Arrange every line of the records below as a numbered list, leaving out any blank lines.

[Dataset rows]
--*--

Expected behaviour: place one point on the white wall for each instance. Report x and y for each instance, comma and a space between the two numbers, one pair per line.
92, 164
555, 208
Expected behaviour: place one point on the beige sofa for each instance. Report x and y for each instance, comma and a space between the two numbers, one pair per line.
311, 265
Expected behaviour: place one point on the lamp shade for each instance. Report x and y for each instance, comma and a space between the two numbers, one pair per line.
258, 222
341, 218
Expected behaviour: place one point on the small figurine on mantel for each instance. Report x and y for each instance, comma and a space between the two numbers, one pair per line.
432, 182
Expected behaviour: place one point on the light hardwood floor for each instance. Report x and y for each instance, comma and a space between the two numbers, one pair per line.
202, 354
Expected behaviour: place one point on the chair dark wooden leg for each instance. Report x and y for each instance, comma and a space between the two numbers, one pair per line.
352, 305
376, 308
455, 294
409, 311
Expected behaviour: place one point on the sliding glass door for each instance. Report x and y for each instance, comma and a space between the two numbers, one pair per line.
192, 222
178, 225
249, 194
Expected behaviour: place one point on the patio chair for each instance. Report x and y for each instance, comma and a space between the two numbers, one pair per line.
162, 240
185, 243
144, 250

--*--

Result below:
1. Expected behaviour: place one point on the white wall for each instance. Report x and y for each instance, comma and a space between the two numbers, one pair per line.
2. 92, 164
3. 555, 208
4. Expected behaviour: place one point on the beige sofa for each instance. Report x and y for each instance, comma and a space between the two numbers, one pair per line.
5. 311, 265
6. Expected behaviour: place one point on the lamp shade for each instance. Report x and y for each instance, comma and a space between the two numbers, one pair per line.
7. 258, 222
8. 341, 218
9. Expected behaviour: place one point on the small figurine on mantel for each instance. Report x and y for each instance, comma and a space between the two numbers, one pair per line.
10. 432, 182
11. Expected behaviour: place one point on the light hardwood floor for each instance. Report x and y for each instance, comma and a space between the two numbers, one pair per line.
12. 202, 354
13. Expected behaviour: place one point on the chair dark wooden leg for each instance. Report x and y for each instance, comma and a space between the two numbers, one pair per line.
14. 352, 305
15. 376, 308
16. 455, 294
17. 409, 311
18. Expected behaviour: place one point on the sliding glass door for each instance. Report x and y for each instance, comma and a space between the two numbers, one pair per line.
19. 192, 222
20. 178, 225
21. 249, 194
22. Expected behaviour: place one point on the patio chair for each instance. Report x and y for each instance, comma and a space between the two numbers, one pair per line.
23. 162, 240
24. 185, 243
25. 144, 250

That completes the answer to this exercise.